(Selection):
Temple Emanuel hosted an ecumenical Seder dinner for Jewish and non-Jewish people at Temple Emanuel. Cosponsored by the Friedrich Naumann Foundation and the Friedrich Ebert Foundation, clergy of different religious denominations read poems about Passover in Hebrew, Yiddish, Aramaic, and English.

Performing arts
Temple Emanuel has hosted musical performances such as Russian, Georgian, and Romani songs by musicians of the former Soviet Union; chamber music composed by victims of the Holocaust; and klezmer music inspired by the life and work of the founder of Hasidic Judaism, Baal Shem Tov.

In February 2000, Temple Emanuel's Shabbat service included a dance interpretation of the week's Torah portion, performed by Avodah Dance Ensemble. In December 2003, Temple Emanuel's Shabbat service included jazz music.

Charitable activities
In 1995, forty members of Temple Emanuel cooked and served turkeys to people who were homeless as part of an ecumenical Christmas dinner with So Others Might Eat.

In October 2007, members of Temple Emanuel collected and donated 5,742 pounds of groceries to local food banks.

Historic Torah
In 1917, a Jewish congregation in Slonim, Russia, buried two Torahs in wooden chests in a field to protect them from the Bolsheviks, who had been closing synagogues and burning Torahs throughout the Soviet Union. The Torahs remained there when, on June 25, 1941, Nazi soldiers marched Slonim's Jewish residents to the same field and murdered them there.

The descendants of Slonim's rabbi returned to Slonim and retrieved the two buried Torahs in the 1990s.

Temple Emanuel bought one of the Torahs in 1998.

Activism

Vietnam War
In 1971, Temple Emanuel released a resolution calling for President Richard Nixon to "set and announce a complete withdrawal of all American forces operating in and over Vietnam, Laos and Cambodia by March 1972". The resolution urged Congress to act to end the war if the president did not do so. In a vote among Temple Emanuel's members, 76 percent supported the proposed resolution.

(Data excerpts):

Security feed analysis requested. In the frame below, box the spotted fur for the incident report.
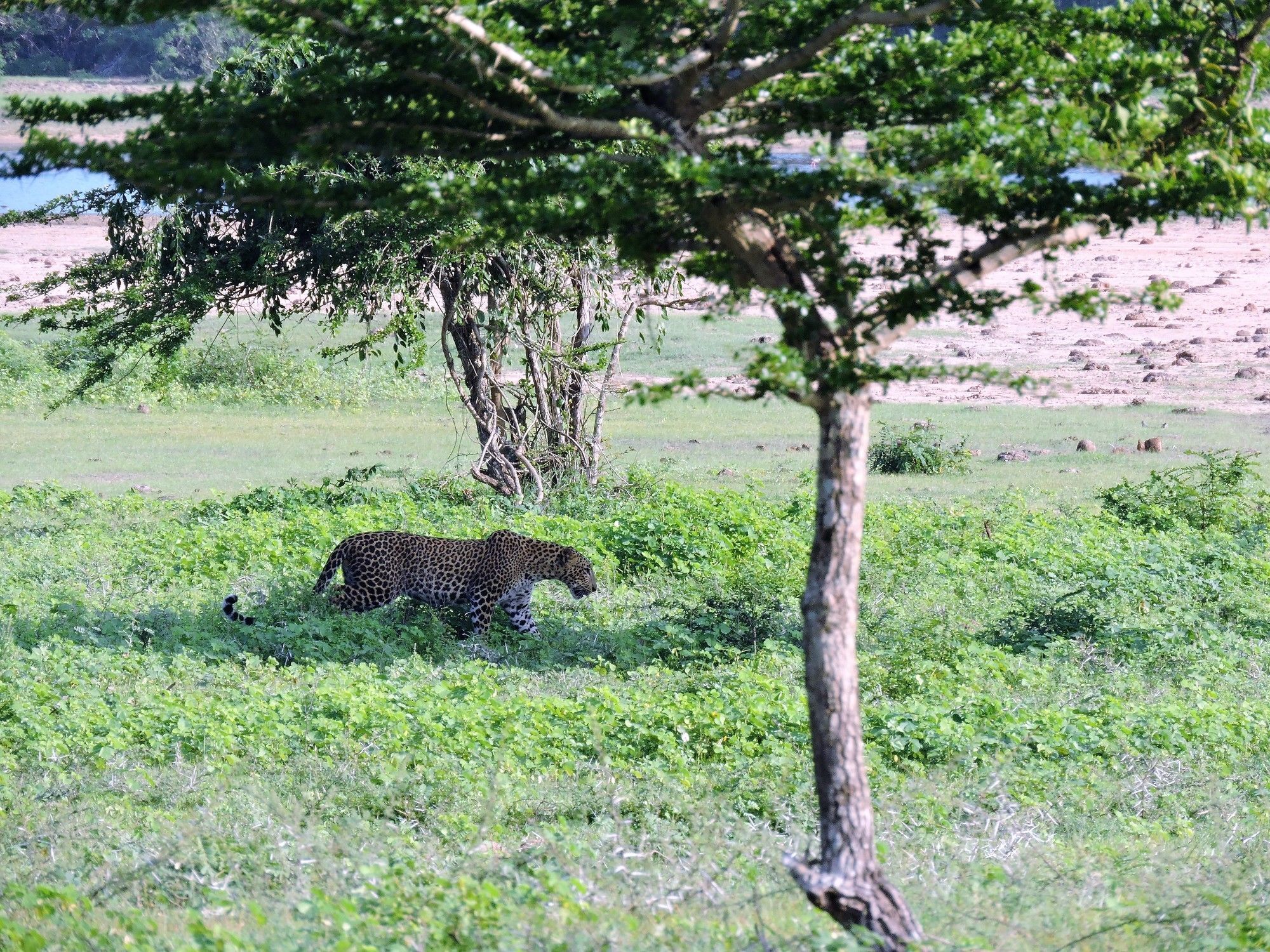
[221,595,255,625]
[225,529,596,637]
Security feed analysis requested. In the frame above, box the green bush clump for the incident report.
[1099,449,1270,532]
[869,423,970,476]
[0,467,1270,952]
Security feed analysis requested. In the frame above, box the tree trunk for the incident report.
[786,392,921,951]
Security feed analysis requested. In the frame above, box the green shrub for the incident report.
[1099,449,1270,532]
[869,423,970,476]
[0,331,43,381]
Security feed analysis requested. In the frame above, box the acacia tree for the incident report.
[10,168,688,501]
[4,0,1270,949]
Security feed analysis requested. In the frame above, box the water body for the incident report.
[0,169,110,212]
[0,152,1118,212]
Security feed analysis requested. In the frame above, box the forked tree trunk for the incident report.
[786,392,921,951]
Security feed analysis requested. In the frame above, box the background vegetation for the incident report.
[0,5,246,79]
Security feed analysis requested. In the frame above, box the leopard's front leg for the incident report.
[498,581,538,636]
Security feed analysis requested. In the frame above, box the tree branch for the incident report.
[860,221,1101,357]
[691,0,952,119]
[444,10,594,94]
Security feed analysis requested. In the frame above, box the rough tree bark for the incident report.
[786,392,921,952]
[706,203,922,952]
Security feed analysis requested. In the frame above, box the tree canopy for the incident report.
[9,0,1270,948]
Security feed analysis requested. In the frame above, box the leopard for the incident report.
[222,529,598,638]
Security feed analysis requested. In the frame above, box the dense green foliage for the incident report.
[9,0,1270,400]
[869,423,970,476]
[1099,451,1270,532]
[0,471,1270,951]
[0,5,246,79]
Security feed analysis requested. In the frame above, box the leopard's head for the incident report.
[555,546,597,598]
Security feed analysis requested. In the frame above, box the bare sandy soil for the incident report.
[7,218,1270,413]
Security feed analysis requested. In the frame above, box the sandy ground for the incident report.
[7,218,1270,413]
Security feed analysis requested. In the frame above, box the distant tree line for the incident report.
[0,6,246,79]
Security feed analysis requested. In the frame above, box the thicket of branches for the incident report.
[0,142,686,501]
[0,0,1270,949]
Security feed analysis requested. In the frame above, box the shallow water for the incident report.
[0,152,1116,212]
[0,169,110,212]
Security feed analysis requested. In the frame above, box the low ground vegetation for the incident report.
[0,467,1270,949]
[0,331,442,410]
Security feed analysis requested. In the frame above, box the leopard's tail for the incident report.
[314,545,344,595]
[221,594,255,625]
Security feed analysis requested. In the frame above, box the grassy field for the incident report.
[0,475,1270,951]
[0,310,1270,952]
[0,399,1270,500]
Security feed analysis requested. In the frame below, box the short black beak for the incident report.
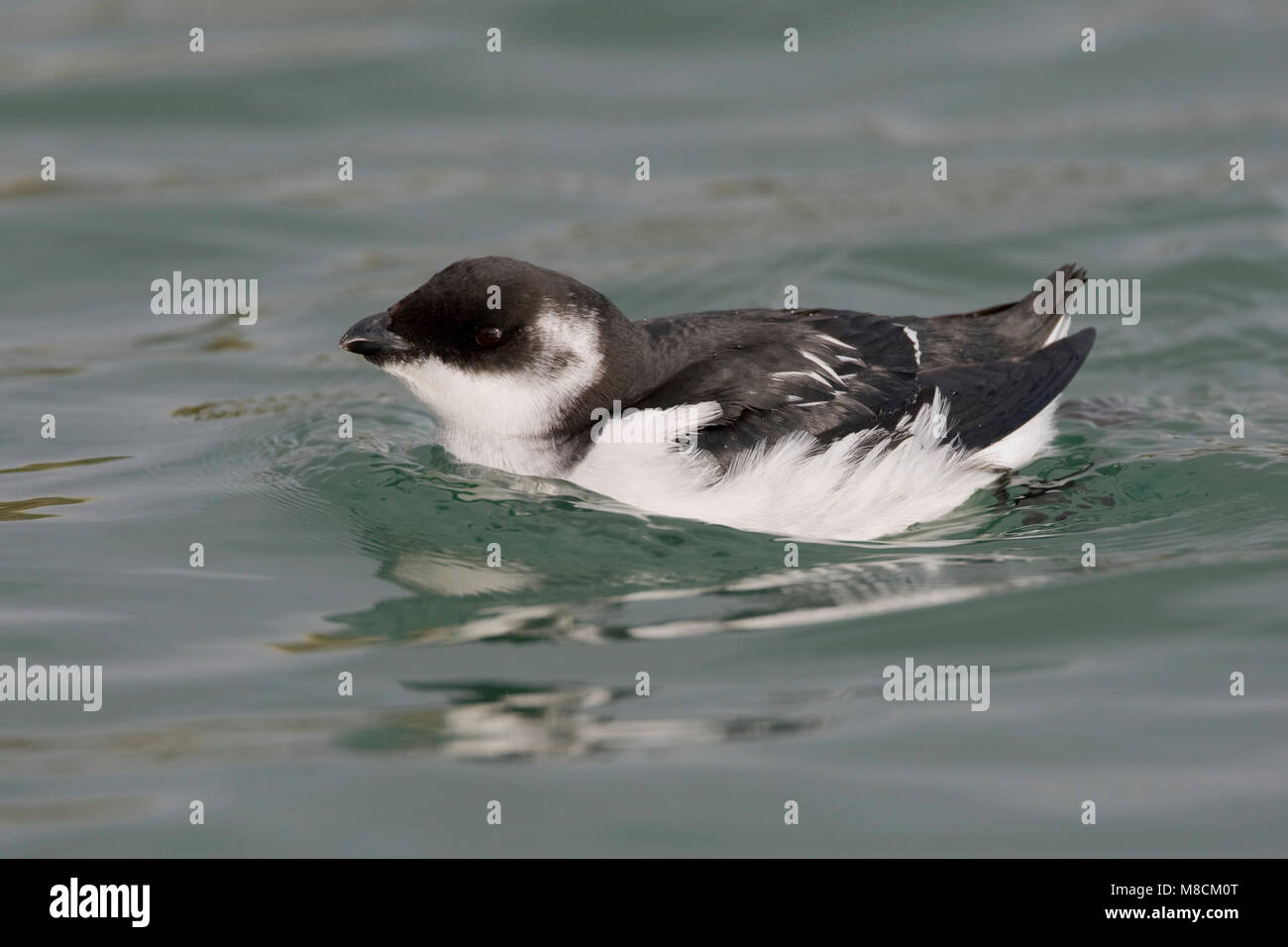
[340,312,411,361]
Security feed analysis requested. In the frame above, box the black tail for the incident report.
[918,329,1096,450]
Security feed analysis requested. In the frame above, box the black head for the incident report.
[340,257,640,434]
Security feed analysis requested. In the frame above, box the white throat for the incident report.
[385,307,604,476]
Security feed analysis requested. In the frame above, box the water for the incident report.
[0,0,1288,856]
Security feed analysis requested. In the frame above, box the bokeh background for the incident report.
[0,0,1288,856]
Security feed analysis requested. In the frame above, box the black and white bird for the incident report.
[340,257,1095,540]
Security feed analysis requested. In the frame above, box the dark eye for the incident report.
[474,326,505,349]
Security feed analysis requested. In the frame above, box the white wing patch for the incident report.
[899,326,921,365]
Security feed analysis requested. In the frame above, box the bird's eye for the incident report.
[474,326,505,349]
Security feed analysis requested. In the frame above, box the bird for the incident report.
[339,257,1095,541]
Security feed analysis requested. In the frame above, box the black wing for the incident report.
[631,266,1095,467]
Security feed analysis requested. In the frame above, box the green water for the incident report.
[0,0,1288,856]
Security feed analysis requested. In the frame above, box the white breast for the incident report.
[568,397,1051,540]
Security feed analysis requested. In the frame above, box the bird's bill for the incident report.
[340,312,411,361]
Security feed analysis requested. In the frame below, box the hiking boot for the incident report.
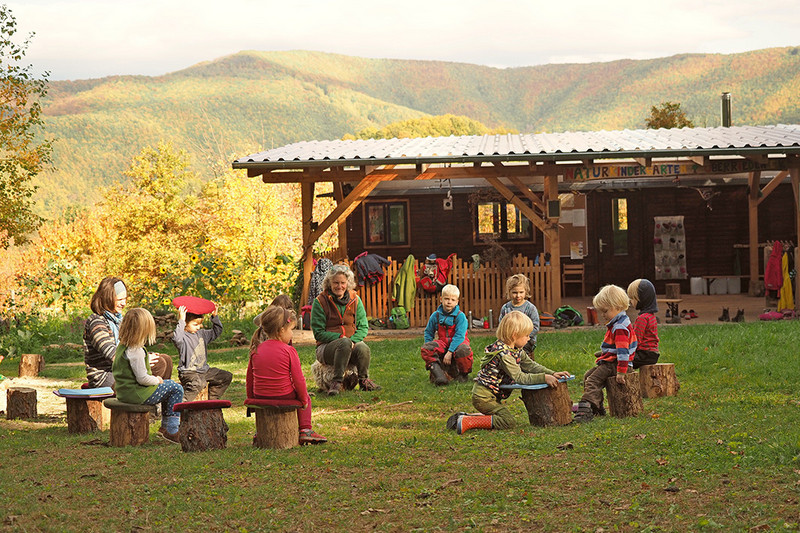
[431,363,450,387]
[328,381,342,396]
[572,402,594,424]
[156,426,181,444]
[300,429,328,444]
[358,378,382,391]
[447,411,467,431]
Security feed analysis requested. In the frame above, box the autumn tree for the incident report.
[645,102,694,130]
[0,4,52,249]
[343,115,516,140]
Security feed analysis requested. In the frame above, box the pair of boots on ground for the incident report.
[719,307,744,322]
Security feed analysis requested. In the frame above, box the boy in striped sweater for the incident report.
[575,285,637,422]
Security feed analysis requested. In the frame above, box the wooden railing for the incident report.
[357,255,557,327]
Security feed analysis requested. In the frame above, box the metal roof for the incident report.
[233,124,800,170]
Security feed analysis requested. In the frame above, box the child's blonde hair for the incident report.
[628,278,642,304]
[119,307,156,348]
[442,283,461,298]
[497,311,533,345]
[250,305,297,353]
[592,285,631,312]
[506,274,531,298]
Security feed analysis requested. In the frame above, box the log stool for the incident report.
[500,376,575,427]
[103,398,155,446]
[53,387,114,433]
[606,372,644,418]
[639,363,681,398]
[19,353,44,378]
[173,400,231,452]
[244,398,303,450]
[6,387,37,420]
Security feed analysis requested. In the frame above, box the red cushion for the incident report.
[172,296,217,315]
[244,398,303,408]
[172,400,231,411]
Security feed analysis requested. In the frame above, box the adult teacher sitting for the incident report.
[83,277,172,388]
[311,265,381,396]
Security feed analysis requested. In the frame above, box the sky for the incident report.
[5,0,800,80]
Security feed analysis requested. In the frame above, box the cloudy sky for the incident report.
[6,0,800,80]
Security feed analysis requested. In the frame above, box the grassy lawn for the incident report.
[0,321,800,532]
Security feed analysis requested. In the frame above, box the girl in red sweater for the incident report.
[246,305,328,444]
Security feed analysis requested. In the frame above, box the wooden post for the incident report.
[178,408,230,452]
[19,353,44,378]
[606,372,644,418]
[521,383,572,427]
[65,398,111,433]
[103,398,153,446]
[253,406,300,450]
[639,363,681,398]
[6,387,37,420]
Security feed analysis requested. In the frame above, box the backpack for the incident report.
[553,305,583,327]
[389,305,409,329]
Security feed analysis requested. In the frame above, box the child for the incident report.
[111,308,183,442]
[172,305,233,402]
[498,274,539,358]
[628,279,661,370]
[447,311,570,435]
[246,305,328,444]
[575,285,637,422]
[422,285,472,385]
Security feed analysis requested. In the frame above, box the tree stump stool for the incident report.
[53,387,114,433]
[103,398,155,446]
[173,400,231,452]
[606,372,644,418]
[244,398,303,450]
[500,376,575,427]
[639,363,681,398]
[6,387,37,420]
[19,353,44,378]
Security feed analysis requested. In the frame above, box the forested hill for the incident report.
[37,48,800,216]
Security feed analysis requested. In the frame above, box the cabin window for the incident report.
[364,200,408,246]
[475,201,534,242]
[611,198,628,255]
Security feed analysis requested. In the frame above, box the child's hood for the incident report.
[636,279,658,315]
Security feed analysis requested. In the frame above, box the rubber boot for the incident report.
[431,363,450,386]
[456,415,492,435]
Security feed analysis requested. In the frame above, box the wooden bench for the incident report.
[606,372,644,418]
[173,400,231,452]
[244,398,303,450]
[639,363,681,398]
[103,398,155,446]
[656,298,683,324]
[500,376,575,427]
[53,387,114,433]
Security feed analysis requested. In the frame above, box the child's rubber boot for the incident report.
[573,401,594,424]
[431,363,450,387]
[456,415,492,435]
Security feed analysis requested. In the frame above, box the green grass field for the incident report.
[0,321,800,532]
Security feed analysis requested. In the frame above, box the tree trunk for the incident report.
[253,407,300,450]
[606,372,644,418]
[66,398,111,433]
[6,387,37,420]
[179,408,230,452]
[639,363,681,398]
[19,353,44,378]
[521,383,572,426]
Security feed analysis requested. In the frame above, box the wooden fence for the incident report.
[357,255,554,327]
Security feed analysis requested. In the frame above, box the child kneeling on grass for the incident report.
[246,305,328,444]
[575,285,637,422]
[111,308,183,442]
[447,311,570,435]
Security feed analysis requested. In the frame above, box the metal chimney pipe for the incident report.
[722,92,731,128]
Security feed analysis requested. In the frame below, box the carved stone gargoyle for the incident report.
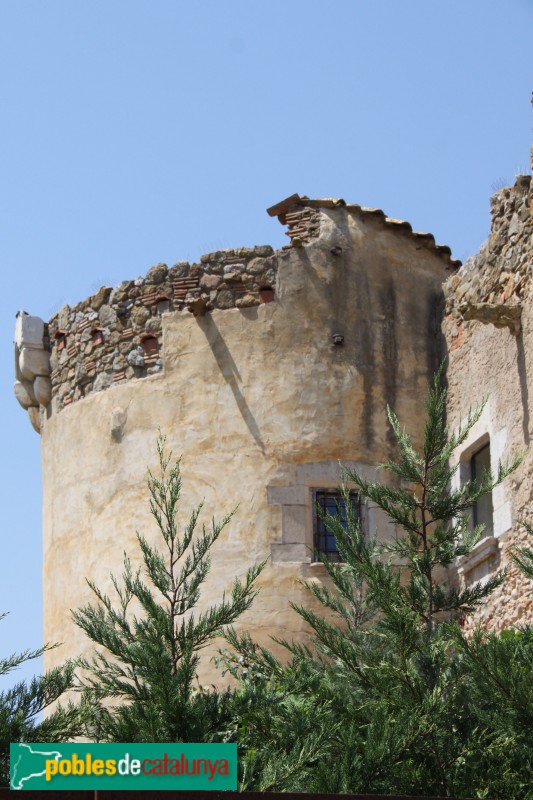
[15,311,52,433]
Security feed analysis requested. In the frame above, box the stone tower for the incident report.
[17,195,459,668]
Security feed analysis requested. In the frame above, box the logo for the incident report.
[10,742,237,791]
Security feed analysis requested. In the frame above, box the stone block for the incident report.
[270,544,311,564]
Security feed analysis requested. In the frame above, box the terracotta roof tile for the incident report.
[267,194,461,269]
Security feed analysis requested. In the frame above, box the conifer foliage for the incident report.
[0,614,85,786]
[74,435,263,742]
[226,372,533,800]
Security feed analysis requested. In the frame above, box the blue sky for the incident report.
[0,0,533,688]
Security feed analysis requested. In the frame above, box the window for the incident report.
[470,443,494,537]
[156,294,171,316]
[141,334,159,356]
[56,330,67,351]
[313,489,361,561]
[91,328,104,347]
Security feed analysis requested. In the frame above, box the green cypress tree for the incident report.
[223,370,527,797]
[0,614,87,786]
[73,435,264,742]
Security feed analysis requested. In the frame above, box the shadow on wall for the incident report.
[198,309,265,454]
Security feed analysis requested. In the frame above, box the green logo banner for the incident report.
[10,743,237,791]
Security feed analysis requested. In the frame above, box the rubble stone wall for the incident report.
[41,201,450,682]
[444,153,533,630]
[49,246,278,412]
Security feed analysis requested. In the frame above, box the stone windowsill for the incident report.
[457,536,499,575]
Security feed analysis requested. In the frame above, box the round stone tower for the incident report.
[17,195,458,677]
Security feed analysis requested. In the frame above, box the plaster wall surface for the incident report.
[41,206,450,680]
[444,162,533,630]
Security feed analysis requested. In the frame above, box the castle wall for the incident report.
[444,166,533,630]
[41,199,450,679]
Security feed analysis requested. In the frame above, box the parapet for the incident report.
[445,175,533,336]
[15,194,460,430]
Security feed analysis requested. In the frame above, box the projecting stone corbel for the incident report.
[14,311,52,433]
[458,303,522,336]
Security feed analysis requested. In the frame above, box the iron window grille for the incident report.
[470,443,494,536]
[313,489,362,561]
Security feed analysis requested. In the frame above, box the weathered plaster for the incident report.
[34,205,450,679]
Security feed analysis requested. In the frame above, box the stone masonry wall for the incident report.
[445,175,533,336]
[444,150,533,630]
[48,245,278,411]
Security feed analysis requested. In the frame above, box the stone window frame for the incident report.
[267,461,382,572]
[453,400,513,584]
[311,486,367,563]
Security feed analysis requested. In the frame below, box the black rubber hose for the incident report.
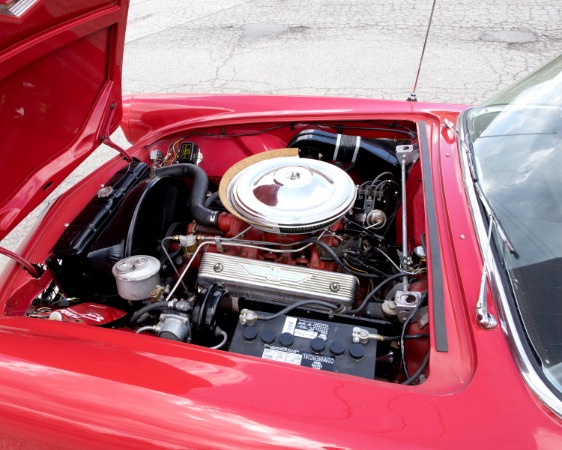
[130,301,169,325]
[154,164,219,227]
[299,238,390,278]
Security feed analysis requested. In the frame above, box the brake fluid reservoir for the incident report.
[112,255,160,300]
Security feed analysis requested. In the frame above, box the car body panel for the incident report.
[0,91,560,448]
[0,0,128,239]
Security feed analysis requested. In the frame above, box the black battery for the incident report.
[230,313,377,379]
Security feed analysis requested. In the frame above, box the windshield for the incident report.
[466,56,562,392]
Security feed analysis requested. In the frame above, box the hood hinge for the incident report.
[0,247,43,278]
[100,103,133,162]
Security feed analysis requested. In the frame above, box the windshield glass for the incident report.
[466,56,562,391]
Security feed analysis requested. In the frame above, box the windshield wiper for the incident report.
[476,217,498,330]
[474,181,517,257]
[474,181,517,330]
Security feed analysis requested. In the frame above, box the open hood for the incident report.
[0,0,128,239]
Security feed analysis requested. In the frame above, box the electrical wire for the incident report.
[162,236,189,292]
[400,291,427,378]
[347,273,404,314]
[209,331,228,350]
[257,300,343,320]
[401,350,429,384]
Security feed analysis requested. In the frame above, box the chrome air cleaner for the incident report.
[226,157,356,233]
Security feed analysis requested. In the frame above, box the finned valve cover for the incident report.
[227,157,356,233]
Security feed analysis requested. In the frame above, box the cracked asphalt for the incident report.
[0,0,562,266]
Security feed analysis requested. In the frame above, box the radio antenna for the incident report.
[407,0,437,102]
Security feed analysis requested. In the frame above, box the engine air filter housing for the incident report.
[227,157,356,233]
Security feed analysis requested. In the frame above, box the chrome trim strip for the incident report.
[457,111,562,418]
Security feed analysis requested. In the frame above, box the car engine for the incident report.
[27,121,429,384]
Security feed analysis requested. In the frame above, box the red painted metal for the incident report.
[0,0,128,239]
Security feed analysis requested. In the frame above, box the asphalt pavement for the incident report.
[0,0,562,266]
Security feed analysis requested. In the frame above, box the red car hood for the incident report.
[0,0,128,243]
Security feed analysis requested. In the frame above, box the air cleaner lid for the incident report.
[227,157,356,233]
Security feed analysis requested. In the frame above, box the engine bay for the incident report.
[26,120,429,385]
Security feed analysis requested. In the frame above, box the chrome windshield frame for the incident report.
[456,109,562,418]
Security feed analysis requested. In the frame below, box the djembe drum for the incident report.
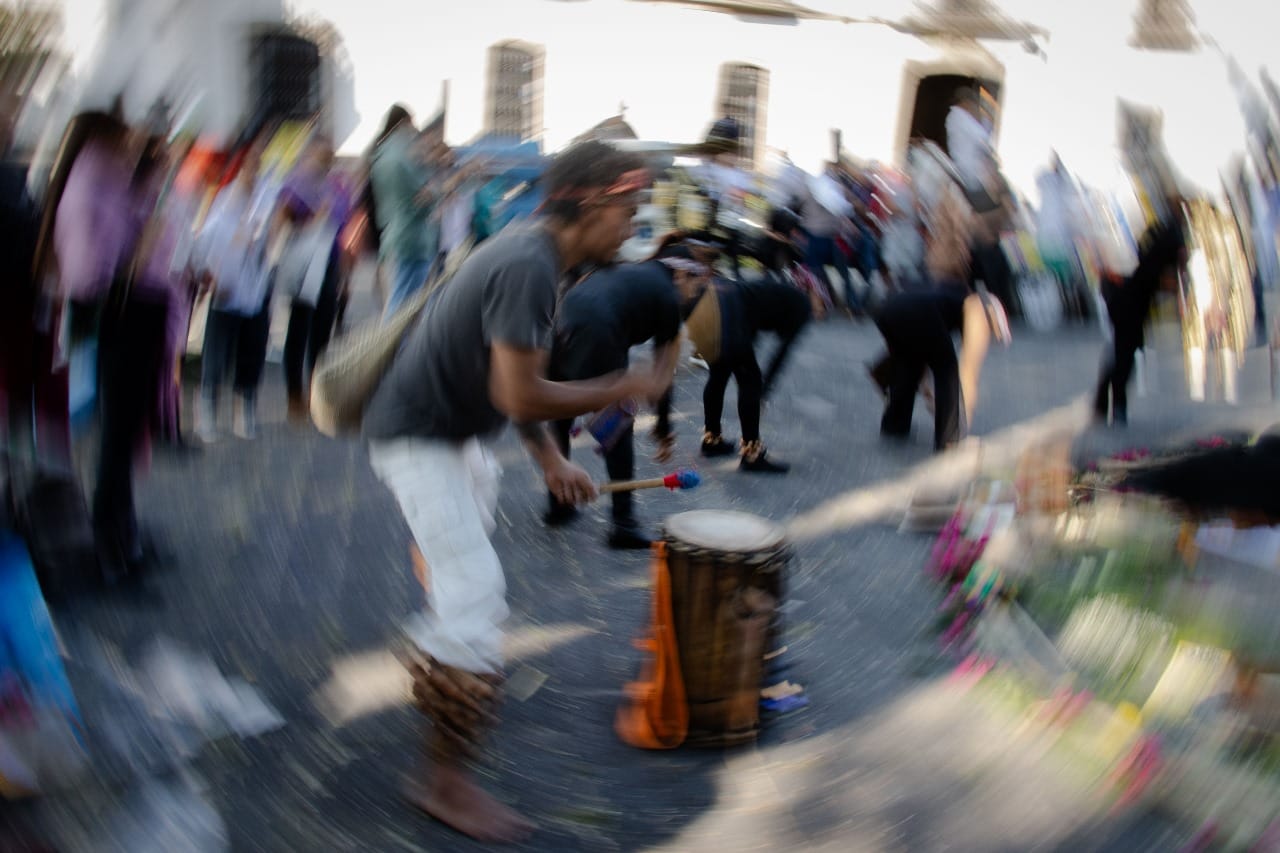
[663,510,790,747]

(Goal):
In the Temple Emanuel text above, how many pounds of groceries did members collect and donate to local food banks in October 2007?

(Result of this exercise):
5,742 pounds